▶ **Exercise objective**
Copy out everything from the start of the material down to the line containing "pixel 684 284", both included, keeping every line and offsetting each pixel coordinate in the answers by -131.

▶ **Data supplied**
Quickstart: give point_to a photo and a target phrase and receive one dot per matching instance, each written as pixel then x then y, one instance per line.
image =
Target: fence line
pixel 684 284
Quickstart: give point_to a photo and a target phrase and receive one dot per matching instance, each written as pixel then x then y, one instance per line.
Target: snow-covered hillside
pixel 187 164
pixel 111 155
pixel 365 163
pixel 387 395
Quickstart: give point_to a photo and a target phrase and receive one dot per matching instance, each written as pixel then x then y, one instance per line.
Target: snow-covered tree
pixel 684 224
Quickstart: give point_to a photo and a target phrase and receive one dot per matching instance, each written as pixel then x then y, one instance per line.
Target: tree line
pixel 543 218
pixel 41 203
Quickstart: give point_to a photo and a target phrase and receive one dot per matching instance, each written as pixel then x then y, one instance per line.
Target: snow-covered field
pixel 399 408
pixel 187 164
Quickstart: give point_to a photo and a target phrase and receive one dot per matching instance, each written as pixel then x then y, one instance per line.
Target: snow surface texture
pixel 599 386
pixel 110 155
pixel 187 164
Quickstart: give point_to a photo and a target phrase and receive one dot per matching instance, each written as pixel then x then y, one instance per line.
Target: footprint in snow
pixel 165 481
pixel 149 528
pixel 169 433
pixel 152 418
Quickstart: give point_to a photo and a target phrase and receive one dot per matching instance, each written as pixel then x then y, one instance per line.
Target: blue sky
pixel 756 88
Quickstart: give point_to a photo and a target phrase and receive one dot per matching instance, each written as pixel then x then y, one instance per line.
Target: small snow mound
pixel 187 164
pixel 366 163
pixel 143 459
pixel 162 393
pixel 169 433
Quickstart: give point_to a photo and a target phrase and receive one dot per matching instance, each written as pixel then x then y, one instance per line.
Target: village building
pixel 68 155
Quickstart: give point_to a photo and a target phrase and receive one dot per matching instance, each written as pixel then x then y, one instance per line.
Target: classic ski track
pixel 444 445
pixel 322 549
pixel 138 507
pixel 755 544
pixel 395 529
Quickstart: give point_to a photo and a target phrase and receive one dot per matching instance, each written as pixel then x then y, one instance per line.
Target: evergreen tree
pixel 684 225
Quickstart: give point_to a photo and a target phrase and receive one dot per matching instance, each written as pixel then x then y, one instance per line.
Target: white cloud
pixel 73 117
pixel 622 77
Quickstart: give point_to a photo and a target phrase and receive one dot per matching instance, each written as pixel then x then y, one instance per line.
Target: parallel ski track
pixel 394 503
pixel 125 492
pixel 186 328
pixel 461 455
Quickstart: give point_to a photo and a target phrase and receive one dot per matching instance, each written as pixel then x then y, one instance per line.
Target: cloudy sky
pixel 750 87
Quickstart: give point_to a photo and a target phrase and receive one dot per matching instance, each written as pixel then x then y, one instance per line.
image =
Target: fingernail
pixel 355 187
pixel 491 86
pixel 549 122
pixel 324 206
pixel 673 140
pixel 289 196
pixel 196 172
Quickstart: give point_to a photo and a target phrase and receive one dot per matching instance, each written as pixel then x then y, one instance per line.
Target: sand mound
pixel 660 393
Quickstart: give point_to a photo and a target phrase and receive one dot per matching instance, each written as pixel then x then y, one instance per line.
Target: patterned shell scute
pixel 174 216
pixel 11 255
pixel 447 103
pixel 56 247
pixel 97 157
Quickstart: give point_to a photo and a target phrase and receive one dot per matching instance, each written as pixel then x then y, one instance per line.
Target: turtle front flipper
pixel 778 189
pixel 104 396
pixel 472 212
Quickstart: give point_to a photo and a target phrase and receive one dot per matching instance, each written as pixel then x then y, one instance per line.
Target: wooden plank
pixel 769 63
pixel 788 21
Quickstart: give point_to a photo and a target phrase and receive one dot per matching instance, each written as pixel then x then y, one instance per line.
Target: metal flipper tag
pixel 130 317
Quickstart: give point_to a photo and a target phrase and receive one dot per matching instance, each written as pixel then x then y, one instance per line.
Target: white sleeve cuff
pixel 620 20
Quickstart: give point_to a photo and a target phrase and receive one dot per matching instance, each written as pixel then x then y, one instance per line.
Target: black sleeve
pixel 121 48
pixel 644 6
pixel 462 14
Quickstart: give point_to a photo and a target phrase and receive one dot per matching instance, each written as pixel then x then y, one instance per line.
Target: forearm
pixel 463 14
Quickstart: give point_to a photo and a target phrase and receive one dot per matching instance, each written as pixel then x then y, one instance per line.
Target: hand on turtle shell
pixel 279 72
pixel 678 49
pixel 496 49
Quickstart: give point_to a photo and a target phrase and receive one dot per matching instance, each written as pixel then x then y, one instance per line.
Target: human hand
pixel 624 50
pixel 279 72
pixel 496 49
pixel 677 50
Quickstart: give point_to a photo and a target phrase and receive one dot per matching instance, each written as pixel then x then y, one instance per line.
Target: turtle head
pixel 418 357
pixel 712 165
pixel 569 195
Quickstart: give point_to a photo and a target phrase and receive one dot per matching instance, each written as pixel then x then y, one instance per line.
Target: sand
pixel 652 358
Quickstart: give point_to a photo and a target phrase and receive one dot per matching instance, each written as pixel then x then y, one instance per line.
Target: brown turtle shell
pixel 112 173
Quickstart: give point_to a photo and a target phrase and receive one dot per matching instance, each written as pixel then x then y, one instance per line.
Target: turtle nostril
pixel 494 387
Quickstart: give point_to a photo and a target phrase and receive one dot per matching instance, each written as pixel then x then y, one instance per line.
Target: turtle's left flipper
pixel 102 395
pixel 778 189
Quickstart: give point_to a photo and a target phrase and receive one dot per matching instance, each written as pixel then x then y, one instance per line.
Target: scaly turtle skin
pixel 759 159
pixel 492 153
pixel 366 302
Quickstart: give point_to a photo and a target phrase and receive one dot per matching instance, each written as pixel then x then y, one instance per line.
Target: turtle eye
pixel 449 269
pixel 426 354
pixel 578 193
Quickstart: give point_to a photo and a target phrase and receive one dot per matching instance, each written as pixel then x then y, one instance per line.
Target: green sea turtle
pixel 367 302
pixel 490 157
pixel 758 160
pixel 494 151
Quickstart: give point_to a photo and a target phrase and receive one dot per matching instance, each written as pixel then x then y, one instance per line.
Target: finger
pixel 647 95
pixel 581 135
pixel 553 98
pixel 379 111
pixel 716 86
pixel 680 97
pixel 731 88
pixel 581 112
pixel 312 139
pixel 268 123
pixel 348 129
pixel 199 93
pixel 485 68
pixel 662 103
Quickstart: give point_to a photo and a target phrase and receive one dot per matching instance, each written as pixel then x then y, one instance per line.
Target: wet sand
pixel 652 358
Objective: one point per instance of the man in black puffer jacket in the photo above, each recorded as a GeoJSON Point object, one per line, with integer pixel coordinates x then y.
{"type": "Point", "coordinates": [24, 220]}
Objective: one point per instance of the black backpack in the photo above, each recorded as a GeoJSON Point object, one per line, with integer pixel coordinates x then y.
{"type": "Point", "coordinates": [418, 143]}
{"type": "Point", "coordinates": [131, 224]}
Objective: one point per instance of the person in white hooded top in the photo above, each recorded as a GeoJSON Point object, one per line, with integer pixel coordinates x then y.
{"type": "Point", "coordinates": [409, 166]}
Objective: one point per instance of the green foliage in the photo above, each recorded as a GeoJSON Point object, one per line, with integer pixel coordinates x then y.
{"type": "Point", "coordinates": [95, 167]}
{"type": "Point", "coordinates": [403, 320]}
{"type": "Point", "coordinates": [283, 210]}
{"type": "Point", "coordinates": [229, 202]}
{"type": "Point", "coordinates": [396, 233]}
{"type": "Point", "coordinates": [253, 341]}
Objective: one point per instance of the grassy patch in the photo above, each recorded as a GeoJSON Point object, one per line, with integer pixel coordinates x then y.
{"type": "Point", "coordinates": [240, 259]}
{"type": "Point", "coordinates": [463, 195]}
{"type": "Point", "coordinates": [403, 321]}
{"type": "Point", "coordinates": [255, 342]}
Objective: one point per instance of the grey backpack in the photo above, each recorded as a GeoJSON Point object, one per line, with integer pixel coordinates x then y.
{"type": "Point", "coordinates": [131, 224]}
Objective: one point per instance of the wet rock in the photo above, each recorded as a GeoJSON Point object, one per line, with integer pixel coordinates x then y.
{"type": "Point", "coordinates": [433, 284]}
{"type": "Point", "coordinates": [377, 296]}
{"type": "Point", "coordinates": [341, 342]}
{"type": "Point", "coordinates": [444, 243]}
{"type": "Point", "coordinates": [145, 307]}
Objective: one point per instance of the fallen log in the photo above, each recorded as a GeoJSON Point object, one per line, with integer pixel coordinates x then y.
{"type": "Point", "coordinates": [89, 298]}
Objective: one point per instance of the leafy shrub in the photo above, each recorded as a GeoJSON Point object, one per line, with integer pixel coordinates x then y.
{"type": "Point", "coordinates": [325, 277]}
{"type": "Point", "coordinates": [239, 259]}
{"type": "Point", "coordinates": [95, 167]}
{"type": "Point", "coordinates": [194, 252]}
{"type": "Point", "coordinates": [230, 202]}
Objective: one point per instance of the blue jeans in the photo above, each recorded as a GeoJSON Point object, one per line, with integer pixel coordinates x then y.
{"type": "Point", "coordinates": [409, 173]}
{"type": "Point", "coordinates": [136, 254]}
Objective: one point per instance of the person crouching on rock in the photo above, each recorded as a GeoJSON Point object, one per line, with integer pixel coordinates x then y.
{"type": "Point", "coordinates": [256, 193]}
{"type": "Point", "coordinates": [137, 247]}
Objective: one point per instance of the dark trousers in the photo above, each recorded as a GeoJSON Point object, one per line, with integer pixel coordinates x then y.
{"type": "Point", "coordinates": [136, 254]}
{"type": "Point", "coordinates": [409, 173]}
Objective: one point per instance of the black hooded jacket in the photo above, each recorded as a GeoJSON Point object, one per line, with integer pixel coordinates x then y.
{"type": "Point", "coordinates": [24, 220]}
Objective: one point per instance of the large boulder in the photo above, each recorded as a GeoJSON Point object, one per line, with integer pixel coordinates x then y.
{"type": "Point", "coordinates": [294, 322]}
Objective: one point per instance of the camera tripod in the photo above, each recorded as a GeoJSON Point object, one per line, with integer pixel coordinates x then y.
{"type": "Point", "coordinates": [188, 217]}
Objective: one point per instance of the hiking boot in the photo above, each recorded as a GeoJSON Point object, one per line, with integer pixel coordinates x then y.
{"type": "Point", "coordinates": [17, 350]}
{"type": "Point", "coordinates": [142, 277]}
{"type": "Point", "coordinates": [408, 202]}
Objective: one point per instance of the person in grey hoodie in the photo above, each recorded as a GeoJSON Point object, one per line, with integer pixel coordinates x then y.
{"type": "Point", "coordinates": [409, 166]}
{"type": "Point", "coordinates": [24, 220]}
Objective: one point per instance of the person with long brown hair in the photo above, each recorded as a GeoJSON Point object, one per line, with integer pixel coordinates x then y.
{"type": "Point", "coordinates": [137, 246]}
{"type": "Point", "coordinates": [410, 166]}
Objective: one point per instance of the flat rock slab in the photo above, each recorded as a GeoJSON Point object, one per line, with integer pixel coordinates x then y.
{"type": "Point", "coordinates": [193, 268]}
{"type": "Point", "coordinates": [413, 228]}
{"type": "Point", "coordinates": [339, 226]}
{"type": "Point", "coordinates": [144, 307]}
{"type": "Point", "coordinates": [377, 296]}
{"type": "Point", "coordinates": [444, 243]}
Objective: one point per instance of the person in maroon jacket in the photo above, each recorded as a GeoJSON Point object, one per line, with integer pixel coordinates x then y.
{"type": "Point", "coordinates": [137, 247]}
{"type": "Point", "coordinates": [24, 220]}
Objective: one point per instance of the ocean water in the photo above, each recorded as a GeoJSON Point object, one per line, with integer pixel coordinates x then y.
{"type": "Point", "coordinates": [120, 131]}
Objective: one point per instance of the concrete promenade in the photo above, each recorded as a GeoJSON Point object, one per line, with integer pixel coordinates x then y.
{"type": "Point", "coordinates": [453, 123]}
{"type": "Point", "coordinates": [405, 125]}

▶ **Solution below**
Quickstart: give point_to a photo and a target phrase and receive one dot per matching instance, each written as pixel then x then y, one instance per line.
image =
Target: fence line
pixel 553 153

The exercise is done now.